**Set task:**
Output everything from the start of the entries down to the line that contains "[[123, 84], [132, 84], [132, 76], [123, 76]]", both ends included, as a JSON list of strings with one string per line and blank lines left out. Leave the pictures out of the answer.
↓↓↓
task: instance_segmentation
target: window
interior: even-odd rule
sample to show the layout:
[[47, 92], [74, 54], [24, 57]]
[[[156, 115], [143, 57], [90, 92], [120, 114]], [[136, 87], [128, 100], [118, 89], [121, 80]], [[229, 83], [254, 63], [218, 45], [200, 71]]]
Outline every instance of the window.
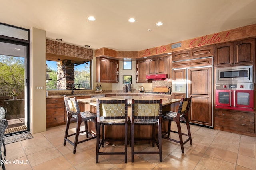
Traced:
[[[90, 60], [86, 62], [85, 64], [74, 64], [74, 83], [79, 84], [80, 89], [92, 89], [91, 63], [92, 61]], [[58, 89], [57, 87], [58, 81], [59, 80], [57, 80], [57, 66], [56, 62], [46, 60], [46, 64], [48, 67], [49, 79], [48, 81], [46, 80], [46, 90], [66, 90], [66, 88], [62, 89]], [[85, 64], [86, 64], [86, 68], [85, 66]], [[90, 66], [87, 66], [88, 64]]]
[[123, 61], [123, 70], [132, 70], [132, 61]]
[[123, 84], [132, 84], [132, 76], [123, 76]]

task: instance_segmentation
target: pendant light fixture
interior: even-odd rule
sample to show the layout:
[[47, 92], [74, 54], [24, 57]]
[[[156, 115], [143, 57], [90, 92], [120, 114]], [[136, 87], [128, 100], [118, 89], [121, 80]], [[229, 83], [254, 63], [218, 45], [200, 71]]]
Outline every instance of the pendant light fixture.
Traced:
[[58, 59], [58, 60], [57, 61], [56, 61], [56, 65], [57, 65], [57, 66], [62, 66], [62, 61], [61, 60], [60, 60], [60, 48], [59, 48], [59, 43], [60, 43], [60, 41], [62, 41], [62, 39], [60, 39], [59, 38], [56, 38], [56, 40], [58, 41], [59, 41], [59, 43], [58, 43], [58, 49], [59, 50], [59, 59]]
[[[90, 47], [90, 45], [85, 45], [84, 47], [86, 47], [87, 49], [88, 49], [88, 47]], [[89, 61], [89, 62], [87, 61], [84, 64], [84, 68], [90, 68], [90, 61]]]

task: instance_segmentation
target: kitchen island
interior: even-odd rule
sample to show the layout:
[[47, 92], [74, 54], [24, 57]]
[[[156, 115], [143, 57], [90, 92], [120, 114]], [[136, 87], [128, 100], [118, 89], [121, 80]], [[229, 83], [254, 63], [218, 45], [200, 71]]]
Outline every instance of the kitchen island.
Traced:
[[[158, 100], [160, 99], [163, 100], [163, 113], [170, 111], [174, 111], [175, 105], [179, 104], [180, 101], [179, 99], [162, 98], [155, 97], [140, 96], [116, 96], [112, 97], [105, 97], [99, 98], [101, 100], [122, 100], [127, 99], [128, 102], [128, 119], [131, 115], [132, 99], [135, 100]], [[90, 98], [87, 99], [78, 99], [79, 103], [79, 107], [81, 111], [90, 111], [96, 114], [96, 98]], [[168, 121], [162, 121], [162, 133], [167, 131], [168, 127]], [[94, 123], [88, 123], [89, 131], [96, 134]], [[129, 137], [130, 134], [130, 123], [128, 121], [128, 137], [129, 141]], [[134, 138], [137, 139], [141, 139], [141, 142], [143, 140], [150, 139], [152, 137], [152, 126], [150, 125], [135, 125], [134, 126]], [[118, 125], [107, 126], [104, 128], [105, 137], [106, 139], [111, 141], [120, 140], [124, 139], [124, 127]], [[157, 128], [156, 128], [156, 133], [158, 134]], [[114, 132], [113, 133], [113, 132]], [[148, 141], [147, 142], [148, 142]], [[114, 143], [118, 143], [118, 142]]]

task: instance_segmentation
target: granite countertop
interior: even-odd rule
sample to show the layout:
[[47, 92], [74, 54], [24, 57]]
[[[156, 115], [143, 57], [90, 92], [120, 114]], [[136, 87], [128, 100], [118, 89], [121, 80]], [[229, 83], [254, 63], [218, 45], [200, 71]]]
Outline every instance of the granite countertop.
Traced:
[[[157, 100], [160, 99], [163, 100], [163, 106], [167, 105], [174, 103], [179, 102], [180, 99], [170, 99], [168, 98], [162, 98], [155, 97], [148, 97], [147, 96], [116, 96], [111, 97], [104, 97], [103, 98], [99, 98], [99, 99], [102, 100], [120, 100], [127, 99], [128, 104], [131, 104], [132, 103], [132, 99], [134, 99], [135, 100]], [[89, 104], [90, 105], [96, 106], [96, 98], [88, 98], [87, 99], [78, 99], [78, 102], [84, 103], [85, 104]]]
[[[170, 97], [170, 96], [169, 94], [154, 94], [151, 93], [140, 93], [140, 92], [130, 92], [130, 93], [125, 93], [125, 92], [102, 92], [102, 93], [82, 93], [80, 94], [65, 94], [66, 96], [68, 97], [77, 97], [77, 96], [92, 96], [92, 95], [101, 95], [101, 94], [144, 94], [146, 95], [163, 95], [163, 96], [166, 96]], [[48, 97], [46, 97], [46, 98], [63, 98], [64, 94], [53, 94], [53, 95], [49, 95]]]

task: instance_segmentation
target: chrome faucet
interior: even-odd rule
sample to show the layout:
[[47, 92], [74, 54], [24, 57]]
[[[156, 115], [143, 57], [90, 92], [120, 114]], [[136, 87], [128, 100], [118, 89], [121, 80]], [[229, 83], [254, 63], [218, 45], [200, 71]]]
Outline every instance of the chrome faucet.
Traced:
[[71, 86], [71, 94], [73, 94], [74, 92], [75, 92], [75, 90], [74, 89], [74, 88], [75, 86], [75, 85], [77, 85], [77, 86], [78, 86], [78, 88], [80, 88], [80, 86], [79, 86], [79, 85], [78, 85], [78, 84], [72, 84], [72, 86]]

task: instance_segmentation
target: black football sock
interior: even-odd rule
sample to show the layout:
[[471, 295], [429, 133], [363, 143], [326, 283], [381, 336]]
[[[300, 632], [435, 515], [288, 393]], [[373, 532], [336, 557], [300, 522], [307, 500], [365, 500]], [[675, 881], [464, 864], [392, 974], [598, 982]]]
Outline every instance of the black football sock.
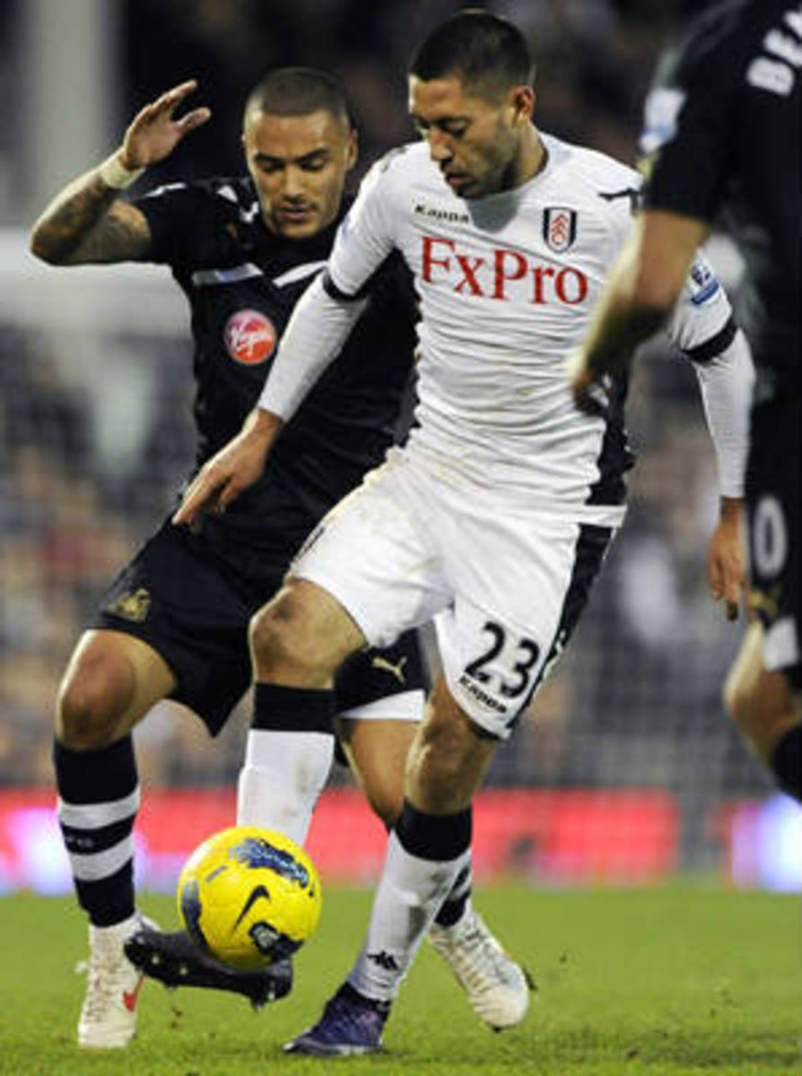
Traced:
↑↑↑
**Solution to the exercise:**
[
  "task: instance_segmentation",
  "target: window",
  "interior: even-odd rule",
  "sample to show the layout:",
  "[[47, 92], [74, 54], [24, 57]]",
  "[[[156, 115], [143, 57], [90, 92], [120, 114]], [[136, 87], [128, 100], [118, 89], [121, 80]], [[229, 83], [254, 63], [218, 45], [200, 71]]]",
  "Outline every instance of the window.",
  "Traced:",
  "[[[90, 60], [86, 62], [85, 64], [74, 64], [74, 83], [79, 84], [80, 89], [92, 89], [91, 63], [92, 61]], [[58, 89], [57, 87], [58, 81], [59, 80], [57, 80], [57, 66], [56, 62], [46, 60], [46, 64], [48, 67], [49, 79], [48, 81], [46, 80], [46, 90], [66, 90], [66, 88], [62, 89]], [[85, 64], [86, 64], [86, 68], [85, 66]], [[90, 66], [87, 66], [88, 64]]]",
  "[[123, 61], [123, 70], [132, 70], [132, 61]]",
  "[[123, 84], [132, 84], [132, 76], [123, 76]]"
]